(Entries pointing to named objects)
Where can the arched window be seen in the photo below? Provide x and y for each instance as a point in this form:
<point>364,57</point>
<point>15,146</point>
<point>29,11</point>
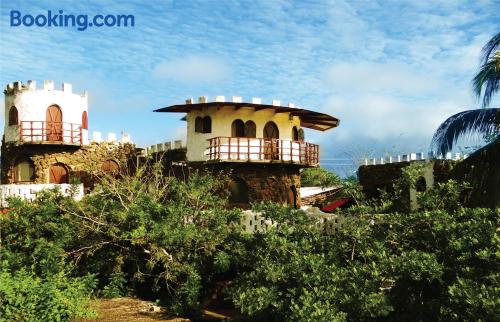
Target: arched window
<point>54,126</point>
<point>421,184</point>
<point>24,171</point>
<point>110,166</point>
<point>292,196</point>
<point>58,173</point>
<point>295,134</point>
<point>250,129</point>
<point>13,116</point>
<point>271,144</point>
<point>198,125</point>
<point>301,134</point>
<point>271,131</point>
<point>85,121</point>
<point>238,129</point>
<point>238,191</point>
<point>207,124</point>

--

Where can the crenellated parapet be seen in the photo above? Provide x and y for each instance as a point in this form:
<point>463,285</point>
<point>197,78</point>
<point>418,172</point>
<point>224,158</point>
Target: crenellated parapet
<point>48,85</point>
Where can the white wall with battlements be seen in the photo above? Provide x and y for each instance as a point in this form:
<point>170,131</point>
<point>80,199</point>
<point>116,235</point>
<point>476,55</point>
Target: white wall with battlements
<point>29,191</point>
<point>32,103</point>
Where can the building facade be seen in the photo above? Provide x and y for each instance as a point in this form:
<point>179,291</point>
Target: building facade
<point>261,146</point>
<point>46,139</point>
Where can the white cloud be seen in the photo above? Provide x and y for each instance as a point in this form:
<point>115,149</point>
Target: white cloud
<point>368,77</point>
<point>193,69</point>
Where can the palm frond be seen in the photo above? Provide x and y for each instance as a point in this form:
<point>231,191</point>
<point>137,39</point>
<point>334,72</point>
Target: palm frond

#### [Your task]
Turn the lines from the one containing "Where can the building" through the one containing "Target: palm frond", both included, into a numbered list. Skip any blank lines.

#### [Written solution]
1. Where can the building facade be seen in the photo above? Provide x and y for each instance as a point in this form:
2. <point>179,291</point>
3. Target: building facade
4. <point>261,146</point>
5. <point>46,139</point>
6. Where can the white cloud be seen in the photo above? Provide x and y for each instance as a point in this form:
7. <point>115,149</point>
8. Target: white cloud
9. <point>368,77</point>
10. <point>193,69</point>
11. Where can the palm frond be seen in the photo above? Provide x and y for each instance as a point in this form:
12. <point>231,191</point>
13. <point>137,39</point>
14. <point>334,72</point>
15. Target: palm frond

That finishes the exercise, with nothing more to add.